* Your task *
Search the listing below for the string "handrail", then copy every line it appears in.

--- Data Enclosed Below ---

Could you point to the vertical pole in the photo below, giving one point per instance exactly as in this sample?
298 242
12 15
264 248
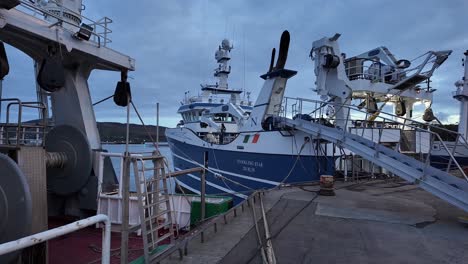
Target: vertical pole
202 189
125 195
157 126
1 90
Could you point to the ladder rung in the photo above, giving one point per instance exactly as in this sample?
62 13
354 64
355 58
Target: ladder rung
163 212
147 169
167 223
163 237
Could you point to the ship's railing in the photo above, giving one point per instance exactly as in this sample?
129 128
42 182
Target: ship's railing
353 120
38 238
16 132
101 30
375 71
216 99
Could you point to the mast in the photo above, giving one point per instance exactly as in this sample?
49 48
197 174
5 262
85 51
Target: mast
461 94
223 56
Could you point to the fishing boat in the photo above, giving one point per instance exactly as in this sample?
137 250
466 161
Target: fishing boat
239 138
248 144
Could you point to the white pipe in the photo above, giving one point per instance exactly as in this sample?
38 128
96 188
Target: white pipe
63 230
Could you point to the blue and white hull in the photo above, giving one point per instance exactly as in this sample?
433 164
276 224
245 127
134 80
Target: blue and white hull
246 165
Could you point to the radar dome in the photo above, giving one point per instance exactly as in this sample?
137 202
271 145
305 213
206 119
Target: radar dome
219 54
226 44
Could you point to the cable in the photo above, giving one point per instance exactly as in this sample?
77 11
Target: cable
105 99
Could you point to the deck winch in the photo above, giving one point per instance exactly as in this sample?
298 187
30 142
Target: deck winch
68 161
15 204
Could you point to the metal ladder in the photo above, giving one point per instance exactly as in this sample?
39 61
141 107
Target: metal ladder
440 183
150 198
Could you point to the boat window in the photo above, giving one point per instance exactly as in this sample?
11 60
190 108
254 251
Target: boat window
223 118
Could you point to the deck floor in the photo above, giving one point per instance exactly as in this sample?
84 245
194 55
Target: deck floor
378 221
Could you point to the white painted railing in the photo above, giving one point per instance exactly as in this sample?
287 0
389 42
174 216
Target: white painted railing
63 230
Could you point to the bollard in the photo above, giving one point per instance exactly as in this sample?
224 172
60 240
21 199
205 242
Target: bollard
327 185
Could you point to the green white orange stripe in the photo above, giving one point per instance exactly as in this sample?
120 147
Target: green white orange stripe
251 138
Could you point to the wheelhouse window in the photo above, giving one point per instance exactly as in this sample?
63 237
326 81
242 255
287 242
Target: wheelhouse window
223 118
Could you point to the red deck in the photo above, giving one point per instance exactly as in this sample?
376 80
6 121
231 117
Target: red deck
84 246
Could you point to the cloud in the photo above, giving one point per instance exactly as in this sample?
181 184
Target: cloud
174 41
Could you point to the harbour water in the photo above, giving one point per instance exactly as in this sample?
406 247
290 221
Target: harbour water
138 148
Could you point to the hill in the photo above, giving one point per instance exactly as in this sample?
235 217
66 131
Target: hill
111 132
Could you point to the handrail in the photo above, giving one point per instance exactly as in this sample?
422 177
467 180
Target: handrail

--- End of Enclosed Data ---
--- Data Enclosed Below ---

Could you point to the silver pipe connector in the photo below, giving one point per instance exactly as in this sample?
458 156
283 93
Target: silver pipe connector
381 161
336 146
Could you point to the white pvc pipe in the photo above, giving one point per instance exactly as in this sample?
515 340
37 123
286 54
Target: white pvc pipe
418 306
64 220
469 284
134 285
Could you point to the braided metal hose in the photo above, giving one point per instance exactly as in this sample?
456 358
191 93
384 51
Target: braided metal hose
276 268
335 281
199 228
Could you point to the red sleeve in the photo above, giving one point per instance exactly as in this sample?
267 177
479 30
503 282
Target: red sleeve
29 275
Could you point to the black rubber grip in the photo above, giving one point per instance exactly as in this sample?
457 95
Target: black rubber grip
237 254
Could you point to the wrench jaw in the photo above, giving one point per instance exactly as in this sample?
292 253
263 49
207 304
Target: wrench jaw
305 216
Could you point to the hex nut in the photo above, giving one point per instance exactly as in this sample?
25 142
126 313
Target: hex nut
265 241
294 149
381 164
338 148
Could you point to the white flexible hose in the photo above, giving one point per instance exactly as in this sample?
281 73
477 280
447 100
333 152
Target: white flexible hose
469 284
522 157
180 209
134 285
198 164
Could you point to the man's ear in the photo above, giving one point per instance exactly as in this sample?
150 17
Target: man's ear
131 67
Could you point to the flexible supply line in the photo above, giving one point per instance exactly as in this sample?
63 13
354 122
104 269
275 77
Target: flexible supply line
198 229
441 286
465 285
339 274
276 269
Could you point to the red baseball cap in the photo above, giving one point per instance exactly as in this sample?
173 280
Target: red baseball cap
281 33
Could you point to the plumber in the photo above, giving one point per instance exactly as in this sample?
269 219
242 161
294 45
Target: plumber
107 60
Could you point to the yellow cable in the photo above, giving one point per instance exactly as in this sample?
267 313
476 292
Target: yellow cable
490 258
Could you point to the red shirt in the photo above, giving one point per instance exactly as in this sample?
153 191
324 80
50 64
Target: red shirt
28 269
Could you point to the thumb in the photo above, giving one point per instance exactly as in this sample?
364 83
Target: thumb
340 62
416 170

--- End of Enclosed Data ---

* Written response *
Could you point to the handrail in the photo above, giving one point per instance exactly as in this sample?
Target: handrail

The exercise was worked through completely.